[Supplied records — start]

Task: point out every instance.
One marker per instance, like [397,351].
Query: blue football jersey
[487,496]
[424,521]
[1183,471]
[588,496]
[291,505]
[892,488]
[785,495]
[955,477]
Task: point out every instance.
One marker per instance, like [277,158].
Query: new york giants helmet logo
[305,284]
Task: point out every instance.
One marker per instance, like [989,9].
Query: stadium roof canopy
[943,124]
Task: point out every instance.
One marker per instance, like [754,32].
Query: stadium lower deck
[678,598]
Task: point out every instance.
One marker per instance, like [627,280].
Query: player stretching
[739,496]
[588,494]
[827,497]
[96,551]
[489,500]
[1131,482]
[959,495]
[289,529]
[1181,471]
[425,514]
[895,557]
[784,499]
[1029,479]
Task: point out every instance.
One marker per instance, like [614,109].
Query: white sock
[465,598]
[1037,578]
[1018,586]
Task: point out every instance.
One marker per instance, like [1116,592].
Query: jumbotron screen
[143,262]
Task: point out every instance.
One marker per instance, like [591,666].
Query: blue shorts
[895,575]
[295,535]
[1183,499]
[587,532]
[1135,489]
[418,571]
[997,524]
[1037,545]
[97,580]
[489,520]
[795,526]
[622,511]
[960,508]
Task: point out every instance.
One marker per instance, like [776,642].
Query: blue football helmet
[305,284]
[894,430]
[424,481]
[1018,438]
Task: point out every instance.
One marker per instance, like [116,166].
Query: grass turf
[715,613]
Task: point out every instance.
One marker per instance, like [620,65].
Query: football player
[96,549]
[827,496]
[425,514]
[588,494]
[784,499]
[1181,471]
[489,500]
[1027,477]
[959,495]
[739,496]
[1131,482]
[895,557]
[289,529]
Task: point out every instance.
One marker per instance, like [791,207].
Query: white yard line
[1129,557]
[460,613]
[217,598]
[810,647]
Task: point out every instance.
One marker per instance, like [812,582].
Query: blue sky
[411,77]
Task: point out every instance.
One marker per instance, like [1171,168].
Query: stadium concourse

[Supplied records — finish]
[Supplied records — start]

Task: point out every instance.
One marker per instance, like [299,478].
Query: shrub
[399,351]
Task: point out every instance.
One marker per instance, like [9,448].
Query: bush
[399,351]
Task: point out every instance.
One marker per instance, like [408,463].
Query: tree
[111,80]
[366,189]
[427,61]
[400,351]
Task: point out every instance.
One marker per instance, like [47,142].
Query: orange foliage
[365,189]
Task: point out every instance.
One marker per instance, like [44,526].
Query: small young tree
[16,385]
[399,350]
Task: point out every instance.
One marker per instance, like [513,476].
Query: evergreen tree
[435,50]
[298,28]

[Supplied records — finish]

• **Your goal**
All lines above from the one containing "Query: white yard line" to the one containing "Query: stadium concourse" must be repeated exactly, both lines included, and no others.

• **Answer to the problem**
Query: white yard line
[1129,557]
[460,613]
[217,598]
[810,647]
Task: point out every instance.
One marker per instance, like [812,582].
Query: blue sky
[411,77]
Task: point out every instance.
One marker per instance, like [1171,168].
Query: stadium concourse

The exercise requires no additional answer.